Rechtliche Beurteilung
[3] Dagegen richtet sich die auf § 281 Abs 1 Z 5 und Z 9 (zu ergänzen:) lit a StPO gestützte Nichtigkeitsbeschwerde des Angeklagten, der keine Berechtigung zukommt.
[4] Mit der Behauptung, das Urteil sei undeutlich, weil nicht ersichtlich sei, welche Feststellungen sich aufgrund welcher Beweisergebnisse tatsächlich ergeben, entspricht die Mängelrüge nicht dem Gebot deutlicher und bestimmter Bezeichnung angeblich Nichtigkeit begründender Umstände, sodass sie einer inhaltlichen Erwiderung nicht zugänglich ist (RIS-Justiz RS0099563 [T15]).
[5] Soweit die Mängelrüge weiters eine (ausreichende) Begründung für die Beurteilung fehlender Überzeugungskraft der Aussage des Zeugen ***** P*****, trotz gegenteiliger Behauptung des Opfers keine Wahrnehmungen zu vom Angeklagten ausgeübter Gewalt zu haben (ON 17 S 15 ff, ON 43 S 5 – vgl US 13), vermisst, lässt sie außer Acht, dass die (Nicht-)Annahme der Tatrichter von der (in der Regel erheblichen Tatsache der) Glaubwürdigkeit einer Beweisperson als (bloß) beweiswürdigende Erwägung keinen zulässigen Bezugspunkt des hier der Sache nach erhobenen Einwands offenbar unzureichender Begründung (Z 5 vierter Fall) darstellt (RIS-Justiz RS0106588).
[6] Entgegen der weiteren Kritik unvollständiger Begründung der Feststellungen zur gegen M*****, S***** und B***** Z***** ausgeübten Gewalt (US 6 f) war das Erstgericht zur Erörterung von Lichtbildern, die ein harmonisches Familienleben zeigten, nicht verhalten, weil einzelne Momentaufnahmen des Zusammenlebens des Angeklagten mit den Opfern den in Rede stehenden Urteilskonstatierungen nicht entgegenstehen (RIS-Justiz RS0098646).

+++

• AUFGABEN:
A – Nenne alle RIS-Justiz-Rechtssätze, die im Text zur Nichtigkeitsbeschwerde zitiert werden.
B – Zitiere bitte aus dem Text zur Nichtigkeitsbeschwerde wörtlich die Stelle von „Rechtliche Beurteilung“ bis einschließlich „(RIS-Justiz RS0099563 [T15]).“.
C – Schreib den Text zur Nichtigkeitsbeschwerde im Anschluss an seinen letzten Absatz weiter.

+++

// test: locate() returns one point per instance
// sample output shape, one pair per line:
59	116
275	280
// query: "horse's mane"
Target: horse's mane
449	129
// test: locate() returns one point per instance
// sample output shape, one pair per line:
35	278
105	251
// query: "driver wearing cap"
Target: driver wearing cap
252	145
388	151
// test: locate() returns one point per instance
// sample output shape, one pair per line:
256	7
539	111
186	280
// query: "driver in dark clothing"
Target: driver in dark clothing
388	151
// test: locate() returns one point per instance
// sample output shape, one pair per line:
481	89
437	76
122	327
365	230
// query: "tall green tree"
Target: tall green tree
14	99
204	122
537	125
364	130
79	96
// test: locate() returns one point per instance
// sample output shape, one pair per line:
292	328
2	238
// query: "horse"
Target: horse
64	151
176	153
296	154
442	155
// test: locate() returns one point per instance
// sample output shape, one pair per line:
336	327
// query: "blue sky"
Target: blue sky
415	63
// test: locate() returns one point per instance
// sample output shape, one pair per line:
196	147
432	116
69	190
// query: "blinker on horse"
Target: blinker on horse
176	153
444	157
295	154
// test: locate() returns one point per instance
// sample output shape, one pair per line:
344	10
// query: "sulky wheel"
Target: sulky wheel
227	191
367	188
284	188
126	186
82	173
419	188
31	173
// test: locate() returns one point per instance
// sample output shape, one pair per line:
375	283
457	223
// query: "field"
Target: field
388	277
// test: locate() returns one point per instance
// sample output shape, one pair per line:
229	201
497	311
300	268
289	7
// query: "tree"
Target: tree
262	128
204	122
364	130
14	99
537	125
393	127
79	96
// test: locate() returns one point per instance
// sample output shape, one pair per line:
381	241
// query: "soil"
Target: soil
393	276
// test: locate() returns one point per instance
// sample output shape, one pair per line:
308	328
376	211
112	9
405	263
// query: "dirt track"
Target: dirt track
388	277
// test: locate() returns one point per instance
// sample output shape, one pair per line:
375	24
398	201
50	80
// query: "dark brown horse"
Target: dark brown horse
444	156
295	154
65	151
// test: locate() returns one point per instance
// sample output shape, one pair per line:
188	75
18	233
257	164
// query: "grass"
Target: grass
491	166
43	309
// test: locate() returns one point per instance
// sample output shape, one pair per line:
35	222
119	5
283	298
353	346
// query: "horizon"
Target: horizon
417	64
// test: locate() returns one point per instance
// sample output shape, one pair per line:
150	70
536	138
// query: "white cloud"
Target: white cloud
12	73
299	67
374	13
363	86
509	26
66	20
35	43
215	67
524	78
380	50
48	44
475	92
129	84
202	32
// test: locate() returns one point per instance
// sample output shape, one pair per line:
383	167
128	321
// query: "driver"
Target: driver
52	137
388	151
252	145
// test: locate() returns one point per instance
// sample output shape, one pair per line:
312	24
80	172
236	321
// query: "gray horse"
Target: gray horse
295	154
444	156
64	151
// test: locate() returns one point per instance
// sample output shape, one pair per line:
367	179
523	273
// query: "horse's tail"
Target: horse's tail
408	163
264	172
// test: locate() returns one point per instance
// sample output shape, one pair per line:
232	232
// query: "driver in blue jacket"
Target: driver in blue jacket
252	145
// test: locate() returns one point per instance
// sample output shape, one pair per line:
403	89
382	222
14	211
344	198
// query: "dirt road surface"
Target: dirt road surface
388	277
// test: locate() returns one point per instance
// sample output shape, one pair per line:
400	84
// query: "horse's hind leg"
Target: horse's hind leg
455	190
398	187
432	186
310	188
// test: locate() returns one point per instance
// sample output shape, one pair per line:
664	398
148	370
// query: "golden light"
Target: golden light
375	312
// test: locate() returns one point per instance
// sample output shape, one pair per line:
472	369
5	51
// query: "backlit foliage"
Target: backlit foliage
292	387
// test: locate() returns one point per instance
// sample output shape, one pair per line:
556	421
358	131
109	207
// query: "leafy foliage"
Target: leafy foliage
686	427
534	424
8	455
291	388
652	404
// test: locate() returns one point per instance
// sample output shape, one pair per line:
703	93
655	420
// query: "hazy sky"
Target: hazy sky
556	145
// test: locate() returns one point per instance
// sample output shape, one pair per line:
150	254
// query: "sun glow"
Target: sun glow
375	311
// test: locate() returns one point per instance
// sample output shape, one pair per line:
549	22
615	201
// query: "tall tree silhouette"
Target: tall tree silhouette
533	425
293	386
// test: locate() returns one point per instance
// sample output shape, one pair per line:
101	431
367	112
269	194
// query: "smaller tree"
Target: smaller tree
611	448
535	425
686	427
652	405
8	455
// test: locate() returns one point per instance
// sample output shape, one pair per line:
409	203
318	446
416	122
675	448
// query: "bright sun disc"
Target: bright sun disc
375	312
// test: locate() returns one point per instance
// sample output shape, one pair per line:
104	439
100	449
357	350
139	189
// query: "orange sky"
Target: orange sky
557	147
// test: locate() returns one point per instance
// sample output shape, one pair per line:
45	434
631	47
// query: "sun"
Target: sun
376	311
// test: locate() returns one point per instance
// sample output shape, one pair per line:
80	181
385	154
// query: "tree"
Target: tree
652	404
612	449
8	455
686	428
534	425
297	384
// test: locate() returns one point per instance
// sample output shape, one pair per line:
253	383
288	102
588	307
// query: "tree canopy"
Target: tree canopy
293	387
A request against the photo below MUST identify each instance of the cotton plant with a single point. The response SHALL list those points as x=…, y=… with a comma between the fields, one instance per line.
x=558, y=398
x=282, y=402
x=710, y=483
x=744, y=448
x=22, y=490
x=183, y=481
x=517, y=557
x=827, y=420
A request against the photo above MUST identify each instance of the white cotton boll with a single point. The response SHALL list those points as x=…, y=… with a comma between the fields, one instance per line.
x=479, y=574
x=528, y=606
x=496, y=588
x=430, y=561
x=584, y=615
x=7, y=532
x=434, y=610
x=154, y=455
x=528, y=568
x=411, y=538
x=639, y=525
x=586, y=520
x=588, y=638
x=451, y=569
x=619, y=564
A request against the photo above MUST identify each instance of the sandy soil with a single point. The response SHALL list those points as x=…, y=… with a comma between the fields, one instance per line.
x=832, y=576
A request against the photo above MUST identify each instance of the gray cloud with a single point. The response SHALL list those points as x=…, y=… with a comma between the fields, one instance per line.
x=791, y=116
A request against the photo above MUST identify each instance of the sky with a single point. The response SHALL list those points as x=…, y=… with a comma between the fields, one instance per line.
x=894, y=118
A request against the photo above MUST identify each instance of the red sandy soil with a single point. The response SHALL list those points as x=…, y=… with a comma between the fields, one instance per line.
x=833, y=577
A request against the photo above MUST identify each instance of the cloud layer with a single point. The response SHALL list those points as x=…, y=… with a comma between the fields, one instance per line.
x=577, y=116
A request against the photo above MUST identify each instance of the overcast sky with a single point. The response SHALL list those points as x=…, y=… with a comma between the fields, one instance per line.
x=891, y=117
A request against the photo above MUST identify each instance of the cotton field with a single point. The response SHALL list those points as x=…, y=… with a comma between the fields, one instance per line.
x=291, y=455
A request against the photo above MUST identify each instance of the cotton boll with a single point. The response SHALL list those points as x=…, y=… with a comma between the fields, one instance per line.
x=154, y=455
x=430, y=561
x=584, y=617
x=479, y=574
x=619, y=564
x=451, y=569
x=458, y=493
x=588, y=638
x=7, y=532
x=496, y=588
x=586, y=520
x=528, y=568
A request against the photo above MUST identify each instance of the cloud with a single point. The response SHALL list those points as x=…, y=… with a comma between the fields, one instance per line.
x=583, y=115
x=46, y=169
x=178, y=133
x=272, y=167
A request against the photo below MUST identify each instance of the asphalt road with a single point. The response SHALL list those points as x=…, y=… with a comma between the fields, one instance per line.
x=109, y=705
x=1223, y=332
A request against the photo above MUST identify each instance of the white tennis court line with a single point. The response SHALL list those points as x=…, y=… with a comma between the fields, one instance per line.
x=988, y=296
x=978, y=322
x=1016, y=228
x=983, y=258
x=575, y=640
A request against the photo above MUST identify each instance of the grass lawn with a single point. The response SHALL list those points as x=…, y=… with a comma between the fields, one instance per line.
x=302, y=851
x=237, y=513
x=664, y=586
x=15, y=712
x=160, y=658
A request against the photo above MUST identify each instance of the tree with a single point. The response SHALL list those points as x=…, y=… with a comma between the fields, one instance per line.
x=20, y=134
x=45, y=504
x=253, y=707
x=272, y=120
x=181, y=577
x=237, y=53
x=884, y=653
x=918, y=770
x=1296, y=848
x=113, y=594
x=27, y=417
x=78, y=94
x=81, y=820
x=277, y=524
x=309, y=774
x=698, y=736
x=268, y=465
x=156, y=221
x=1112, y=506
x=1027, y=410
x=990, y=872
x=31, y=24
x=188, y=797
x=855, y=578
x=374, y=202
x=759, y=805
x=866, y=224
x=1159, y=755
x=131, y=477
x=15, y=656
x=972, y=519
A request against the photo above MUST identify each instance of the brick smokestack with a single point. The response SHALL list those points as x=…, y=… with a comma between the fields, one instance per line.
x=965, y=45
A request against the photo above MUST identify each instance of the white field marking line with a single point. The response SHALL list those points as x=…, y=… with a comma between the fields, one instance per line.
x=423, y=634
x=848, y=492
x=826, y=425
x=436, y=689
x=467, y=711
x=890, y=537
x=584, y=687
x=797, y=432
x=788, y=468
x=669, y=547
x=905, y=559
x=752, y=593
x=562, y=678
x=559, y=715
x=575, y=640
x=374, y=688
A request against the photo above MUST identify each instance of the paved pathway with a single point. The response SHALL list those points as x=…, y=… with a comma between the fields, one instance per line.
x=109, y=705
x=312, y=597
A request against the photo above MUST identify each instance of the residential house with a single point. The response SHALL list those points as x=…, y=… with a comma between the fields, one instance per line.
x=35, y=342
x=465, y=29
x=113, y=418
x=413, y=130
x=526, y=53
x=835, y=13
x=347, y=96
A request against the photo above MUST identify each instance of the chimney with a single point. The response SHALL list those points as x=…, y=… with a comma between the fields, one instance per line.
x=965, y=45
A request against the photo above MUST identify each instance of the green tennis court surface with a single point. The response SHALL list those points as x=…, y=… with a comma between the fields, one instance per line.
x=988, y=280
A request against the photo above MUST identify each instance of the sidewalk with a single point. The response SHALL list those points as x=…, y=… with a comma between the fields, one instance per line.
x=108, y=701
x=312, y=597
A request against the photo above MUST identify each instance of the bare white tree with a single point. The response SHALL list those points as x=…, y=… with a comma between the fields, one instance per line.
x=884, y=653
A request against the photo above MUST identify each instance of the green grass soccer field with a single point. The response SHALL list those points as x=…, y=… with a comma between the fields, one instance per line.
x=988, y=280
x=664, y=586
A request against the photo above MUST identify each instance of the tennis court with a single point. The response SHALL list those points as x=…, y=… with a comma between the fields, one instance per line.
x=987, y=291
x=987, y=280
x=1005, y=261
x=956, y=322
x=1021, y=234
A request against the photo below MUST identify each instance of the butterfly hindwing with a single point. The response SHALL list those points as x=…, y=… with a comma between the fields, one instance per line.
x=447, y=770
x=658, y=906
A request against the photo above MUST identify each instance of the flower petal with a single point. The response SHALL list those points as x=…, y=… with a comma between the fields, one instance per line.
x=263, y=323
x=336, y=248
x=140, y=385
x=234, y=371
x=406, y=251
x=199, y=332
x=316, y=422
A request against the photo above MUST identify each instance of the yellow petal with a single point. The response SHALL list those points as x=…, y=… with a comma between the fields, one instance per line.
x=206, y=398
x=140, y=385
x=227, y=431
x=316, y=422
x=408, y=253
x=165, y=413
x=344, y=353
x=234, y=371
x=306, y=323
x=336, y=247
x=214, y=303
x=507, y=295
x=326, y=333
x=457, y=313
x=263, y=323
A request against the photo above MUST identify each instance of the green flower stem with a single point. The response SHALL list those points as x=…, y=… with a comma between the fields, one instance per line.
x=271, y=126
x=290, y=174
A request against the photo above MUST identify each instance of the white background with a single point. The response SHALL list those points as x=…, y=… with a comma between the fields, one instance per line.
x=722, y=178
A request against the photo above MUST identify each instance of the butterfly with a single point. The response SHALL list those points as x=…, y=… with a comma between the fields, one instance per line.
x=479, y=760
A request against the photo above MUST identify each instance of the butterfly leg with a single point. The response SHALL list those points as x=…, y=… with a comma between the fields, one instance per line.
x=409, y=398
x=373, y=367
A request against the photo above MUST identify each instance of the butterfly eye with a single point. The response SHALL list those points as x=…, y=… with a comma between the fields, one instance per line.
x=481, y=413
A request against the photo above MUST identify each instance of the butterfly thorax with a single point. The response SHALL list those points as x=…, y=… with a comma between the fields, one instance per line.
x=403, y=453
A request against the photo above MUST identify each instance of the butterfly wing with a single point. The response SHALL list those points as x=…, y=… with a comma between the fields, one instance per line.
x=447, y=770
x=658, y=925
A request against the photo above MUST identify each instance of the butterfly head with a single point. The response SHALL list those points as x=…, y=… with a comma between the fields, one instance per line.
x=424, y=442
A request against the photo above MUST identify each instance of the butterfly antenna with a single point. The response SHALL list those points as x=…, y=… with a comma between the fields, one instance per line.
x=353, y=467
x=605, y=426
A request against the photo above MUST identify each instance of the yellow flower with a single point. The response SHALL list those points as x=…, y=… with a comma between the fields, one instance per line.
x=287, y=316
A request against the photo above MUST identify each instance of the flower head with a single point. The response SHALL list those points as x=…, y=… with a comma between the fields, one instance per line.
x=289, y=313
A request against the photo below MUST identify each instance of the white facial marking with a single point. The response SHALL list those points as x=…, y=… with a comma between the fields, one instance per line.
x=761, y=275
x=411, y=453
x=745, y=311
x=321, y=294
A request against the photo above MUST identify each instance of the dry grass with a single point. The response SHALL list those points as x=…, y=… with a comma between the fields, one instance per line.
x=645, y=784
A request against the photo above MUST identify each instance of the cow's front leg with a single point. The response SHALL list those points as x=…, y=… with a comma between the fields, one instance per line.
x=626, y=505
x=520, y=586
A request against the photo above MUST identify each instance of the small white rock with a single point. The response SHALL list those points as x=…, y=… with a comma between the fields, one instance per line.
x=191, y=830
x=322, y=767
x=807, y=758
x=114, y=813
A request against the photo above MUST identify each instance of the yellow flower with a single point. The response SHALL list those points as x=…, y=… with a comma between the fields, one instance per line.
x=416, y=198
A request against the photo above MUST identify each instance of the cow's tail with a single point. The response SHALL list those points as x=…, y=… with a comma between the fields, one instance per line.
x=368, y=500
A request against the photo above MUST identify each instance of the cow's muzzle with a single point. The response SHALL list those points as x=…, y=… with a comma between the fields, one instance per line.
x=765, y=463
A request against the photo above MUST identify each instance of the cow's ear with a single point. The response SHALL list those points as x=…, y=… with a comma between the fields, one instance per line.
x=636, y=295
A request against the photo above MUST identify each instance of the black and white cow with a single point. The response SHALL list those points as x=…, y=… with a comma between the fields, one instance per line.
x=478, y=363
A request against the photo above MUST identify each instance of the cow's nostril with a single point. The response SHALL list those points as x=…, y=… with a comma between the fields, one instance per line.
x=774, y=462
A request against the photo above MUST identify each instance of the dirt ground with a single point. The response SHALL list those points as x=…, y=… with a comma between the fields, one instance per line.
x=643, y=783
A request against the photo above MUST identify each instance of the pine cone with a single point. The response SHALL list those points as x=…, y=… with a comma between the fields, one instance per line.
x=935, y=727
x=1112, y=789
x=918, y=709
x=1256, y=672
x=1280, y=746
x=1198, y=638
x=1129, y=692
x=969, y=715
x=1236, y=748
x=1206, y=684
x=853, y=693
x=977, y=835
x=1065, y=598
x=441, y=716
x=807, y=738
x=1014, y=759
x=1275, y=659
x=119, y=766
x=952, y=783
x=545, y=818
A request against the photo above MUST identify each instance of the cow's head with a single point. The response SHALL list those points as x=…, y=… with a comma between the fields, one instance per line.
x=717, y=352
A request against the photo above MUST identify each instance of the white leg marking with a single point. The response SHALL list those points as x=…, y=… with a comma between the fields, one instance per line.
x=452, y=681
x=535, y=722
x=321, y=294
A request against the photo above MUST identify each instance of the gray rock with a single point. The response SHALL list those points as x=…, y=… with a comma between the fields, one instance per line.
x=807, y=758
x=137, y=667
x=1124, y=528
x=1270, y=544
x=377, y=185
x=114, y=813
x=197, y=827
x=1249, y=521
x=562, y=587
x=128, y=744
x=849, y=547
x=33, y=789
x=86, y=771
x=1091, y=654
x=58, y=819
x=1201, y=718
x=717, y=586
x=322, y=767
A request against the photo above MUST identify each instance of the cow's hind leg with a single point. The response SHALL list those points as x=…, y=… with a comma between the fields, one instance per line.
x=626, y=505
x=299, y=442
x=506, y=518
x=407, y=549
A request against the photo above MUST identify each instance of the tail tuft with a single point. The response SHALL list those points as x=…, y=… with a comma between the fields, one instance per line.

+++

• ANTWORTEN JE AUFGABE:
A –
RS0099563 [T15]
RS0106588
RS0098646

B –
Rechtliche Beurteilung
[3] Dagegen richtet sich die auf § 281 Abs 1 Z 5 und Z 9 (zu ergänzen:) lit a StPO gestützte Nichtigkeitsbeschwerde des Angeklagten, der keine Berechtigung zukommt.
[4] Mit der Behauptung, das Urteil sei undeutlich, weil nicht ersichtlich sei, welche Feststellungen sich aufgrund welcher Beweisergebnisse tatsächlich ergeben, entspricht die Mängelrüge nicht dem Gebot deutlicher und bestimmter Bezeichnung angeblich Nichtigkeit begründender Umstände, sodass sie einer inhaltlichen Erwiderung nicht zugänglich ist (RIS-Justiz RS0099563 [T15]).

C –
[7] Mit dem Einwand, bei der vom Schuldspruch III./ erfassten Äußerung habe es sich bloß um eine milieubedingte Unmutsäußerung gehandelt, vernachlässigt die Rechtsrüge (Z 9 lit a) prozessordnungswidrig (RIS-Justiz RS0099810) die gegenteiligen Feststellungen zu deren Bedeutungsinhalt und Ernstlichkeit sowie zum Vorsatz des Beschwerdeführers (US 9 und 17).
[8] Die Nichtigkeitsbeschwerde war daher bereits bei der nichtöffentlichen Beratung gemäß § 285d Abs 1 StPO sofort zurückzuweisen, woraus die Zuständigkeit des Oberlandesgerichts zur Entscheidung über die Berufung des Angeklagten folgt (§ 285i StPO).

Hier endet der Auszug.